Location identification entries:
++++++++
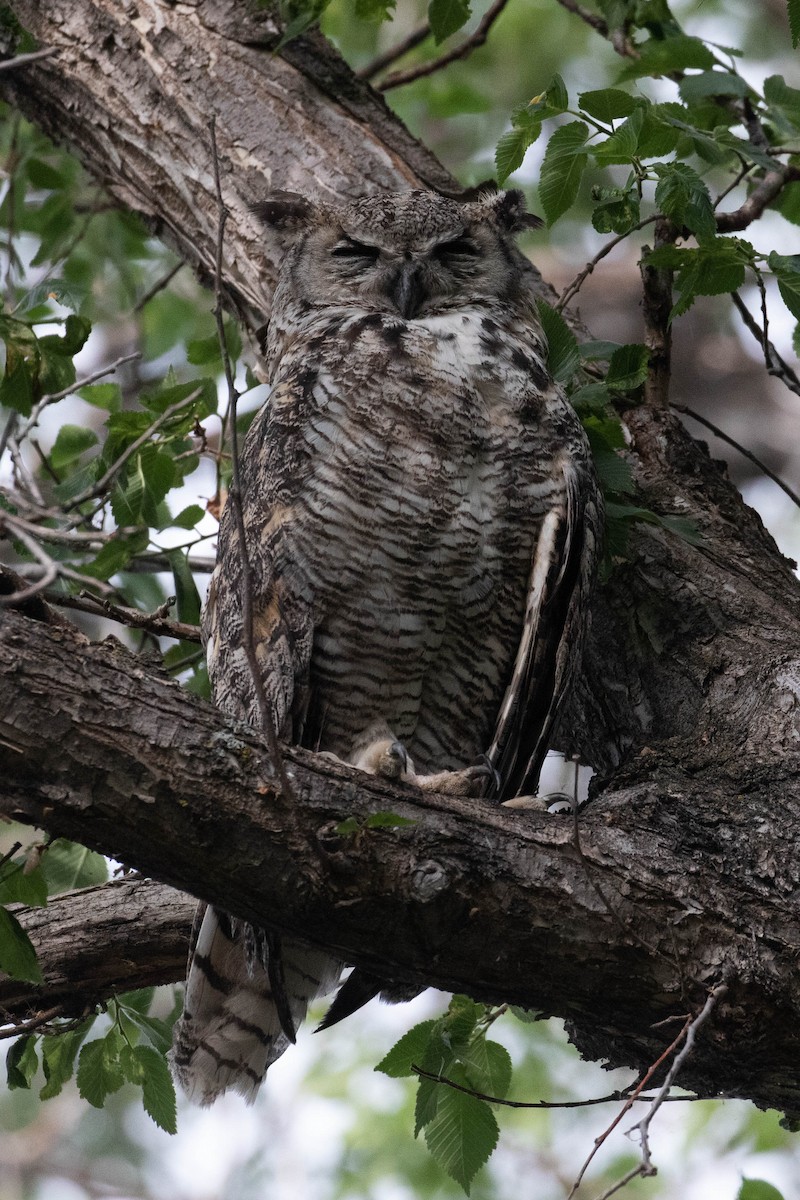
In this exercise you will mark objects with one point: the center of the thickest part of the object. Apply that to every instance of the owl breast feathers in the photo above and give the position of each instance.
(421, 519)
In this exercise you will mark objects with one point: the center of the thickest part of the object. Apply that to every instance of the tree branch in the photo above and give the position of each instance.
(92, 749)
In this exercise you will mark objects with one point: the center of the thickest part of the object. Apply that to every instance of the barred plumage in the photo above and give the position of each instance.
(422, 521)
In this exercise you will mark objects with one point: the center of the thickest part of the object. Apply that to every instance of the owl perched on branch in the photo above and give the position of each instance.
(421, 517)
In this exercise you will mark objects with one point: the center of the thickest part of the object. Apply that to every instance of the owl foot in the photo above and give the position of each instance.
(469, 781)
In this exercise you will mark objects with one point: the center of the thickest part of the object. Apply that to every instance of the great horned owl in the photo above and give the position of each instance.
(422, 515)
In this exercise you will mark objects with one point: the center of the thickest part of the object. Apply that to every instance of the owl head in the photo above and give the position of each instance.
(410, 253)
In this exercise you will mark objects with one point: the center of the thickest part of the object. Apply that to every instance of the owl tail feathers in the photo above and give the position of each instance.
(230, 1029)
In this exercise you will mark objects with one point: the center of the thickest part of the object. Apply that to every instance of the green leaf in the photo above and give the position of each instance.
(22, 1062)
(786, 269)
(20, 886)
(608, 105)
(388, 821)
(148, 1068)
(665, 55)
(794, 22)
(563, 353)
(16, 387)
(66, 865)
(446, 17)
(617, 210)
(100, 1072)
(188, 599)
(627, 367)
(462, 1134)
(711, 83)
(409, 1051)
(188, 516)
(563, 167)
(102, 395)
(488, 1067)
(511, 149)
(783, 99)
(621, 147)
(59, 1053)
(758, 1189)
(683, 196)
(17, 953)
(71, 442)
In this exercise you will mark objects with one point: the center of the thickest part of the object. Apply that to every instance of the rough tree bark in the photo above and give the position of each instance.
(686, 869)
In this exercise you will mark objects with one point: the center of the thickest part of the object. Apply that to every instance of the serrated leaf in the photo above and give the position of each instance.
(563, 167)
(188, 599)
(627, 367)
(66, 865)
(59, 1053)
(563, 353)
(608, 105)
(794, 22)
(22, 1062)
(711, 83)
(388, 821)
(188, 516)
(100, 1072)
(157, 1089)
(623, 145)
(511, 149)
(665, 55)
(783, 99)
(488, 1067)
(17, 953)
(18, 886)
(459, 1021)
(102, 395)
(446, 17)
(683, 196)
(758, 1189)
(786, 269)
(409, 1051)
(462, 1135)
(70, 444)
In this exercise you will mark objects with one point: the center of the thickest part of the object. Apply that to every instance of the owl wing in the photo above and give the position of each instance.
(558, 591)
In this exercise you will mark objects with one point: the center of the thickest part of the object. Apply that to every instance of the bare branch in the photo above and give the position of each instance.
(385, 60)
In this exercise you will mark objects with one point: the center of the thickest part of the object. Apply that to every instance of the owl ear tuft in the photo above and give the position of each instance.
(286, 210)
(506, 210)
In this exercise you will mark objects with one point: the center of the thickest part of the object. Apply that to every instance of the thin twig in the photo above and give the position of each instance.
(97, 489)
(743, 450)
(643, 1126)
(612, 1098)
(629, 1103)
(461, 52)
(775, 365)
(32, 1024)
(385, 60)
(151, 622)
(581, 277)
(50, 399)
(22, 60)
(235, 495)
(158, 287)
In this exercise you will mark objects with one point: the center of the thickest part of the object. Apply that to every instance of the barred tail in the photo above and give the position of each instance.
(230, 1031)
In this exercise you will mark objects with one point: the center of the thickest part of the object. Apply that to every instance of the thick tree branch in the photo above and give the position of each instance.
(101, 941)
(686, 871)
(627, 931)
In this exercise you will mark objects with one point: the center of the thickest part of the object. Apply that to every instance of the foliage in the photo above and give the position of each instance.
(109, 479)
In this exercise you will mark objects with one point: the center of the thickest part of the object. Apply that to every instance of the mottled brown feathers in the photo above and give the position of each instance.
(422, 522)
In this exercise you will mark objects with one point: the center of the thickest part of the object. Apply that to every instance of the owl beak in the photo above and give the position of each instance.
(405, 291)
++++++++
Please write out all of the data above word for word, leaving out any pictures.

Written answer:
In this exercise you will mark objects with one point: the center of the thickest part of the object. Apply that to every instance of the owl breast feathers in the photo above and give the position of each instance.
(421, 519)
In this exercise you will mark objects with one point: the center of the thickest part of the object. Apply that to every instance of the tree branch in the photo above and give the position of each instance.
(92, 749)
In this exercise you will mark objects with one point: the center of the thickest part of the object. Apply that to every instance of the barred plumage in the photo above and give the position of each instance.
(422, 521)
In this exercise you will mark objects with one point: the center of the thickest part of the object. Apply that to every instance of the owl perched on branch in the photo above and give the position of each instance.
(421, 517)
In this exercise you will mark objects with one point: the center of the thickest part of the object. Apply that to every instance of the owl foot in the photo above and give the position of each instance.
(469, 781)
In this exercise you will mark objects with one point: the center of the thickest part of the object. Apply that to every instance of the great horned owl in the photo above and give the position of each instance.
(422, 515)
In this exercise you will mark objects with one point: the center of the thickest part of the object. Apply that to every instance of the owl head in the photo above and give the position of each instance.
(410, 253)
In this exercise you will mark objects with one point: the center of the thickest part of the object. Apply that to every instance of the owl tail feathers in the photo above and give the position of each instance.
(230, 1029)
In this exercise you will mark objects with one point: the center of the thickest part of the object. Apply that to every instance of the green leaf in the photo above and give the position of each instance.
(22, 1062)
(786, 269)
(20, 886)
(608, 105)
(388, 821)
(148, 1068)
(665, 55)
(794, 22)
(563, 353)
(16, 387)
(66, 865)
(446, 17)
(617, 210)
(100, 1072)
(188, 599)
(627, 367)
(462, 1134)
(711, 83)
(409, 1051)
(188, 516)
(563, 167)
(102, 395)
(488, 1067)
(511, 149)
(783, 99)
(621, 147)
(59, 1053)
(758, 1189)
(683, 196)
(17, 953)
(71, 442)
In this exercise you will mark objects with one point: the center of the thickest part of the object. Apply that to every instance of the rough tree bark in the photo above and give the position of each instance.
(686, 869)
In this exercise you will mark objects with one point: the center of the thickest part of the object. Apply that to every instance of the serrated leaf in the photo above and give the position of each instance.
(563, 167)
(188, 599)
(627, 367)
(66, 865)
(59, 1053)
(563, 353)
(608, 105)
(794, 22)
(22, 1062)
(711, 83)
(388, 821)
(188, 516)
(100, 1072)
(157, 1089)
(623, 145)
(511, 149)
(665, 55)
(783, 99)
(488, 1067)
(17, 953)
(18, 886)
(459, 1021)
(102, 395)
(446, 17)
(683, 196)
(758, 1189)
(786, 269)
(409, 1051)
(462, 1135)
(70, 444)
In this exercise you will mark objects with one point: the center of the thickest part of the object. Apply that to every instance of the owl wing in the photo above and give the position of each instance.
(558, 591)
In this exercise you will mark objects with one point: the center of the thickest part of the object. Apply that to every instance of the bare branch in the photo above and give the position of each instance.
(385, 60)
In this exercise you will mark objects with one point: the center of the thickest part of the object. Apply that to every instance of the owl ear tuft in the photo above and give the position of each instance.
(286, 210)
(506, 210)
In this exercise you will mark objects with one point: the center of the thickest part of the object. Apply that to every instance of the thin twig in the photo above and give the position of each instance.
(97, 489)
(743, 450)
(643, 1126)
(612, 1098)
(629, 1103)
(461, 52)
(775, 365)
(32, 1024)
(385, 60)
(151, 622)
(581, 277)
(50, 399)
(22, 60)
(235, 495)
(158, 287)
In this exercise you will mark objects with one point: the center of the thickest part of the object. Apply that to every instance of the barred tail in the photo above and give the position of each instance.
(230, 1031)
In this exercise you will mark objects with one point: the center of the thickest part of the object. Apply that to every instance of the thick tree branch in the photo above and give the position of each instance.
(101, 941)
(686, 871)
(627, 931)
In this exercise you will mark objects with one point: the center of the thickest part of the object. Apply that to every instance of the foliage in the photo above and give the position of each instance.
(109, 479)
In this exercise you will mark objects with one point: the center of the thickest part of the object. Apply that to every instance of the mottled brown feathers in the photo above and give the position of each instance.
(422, 522)
In this exercise you will mark objects with one point: the center of the thickest part of the object. Apply that to every instance of the owl beak in the photo above and give the position of each instance.
(405, 291)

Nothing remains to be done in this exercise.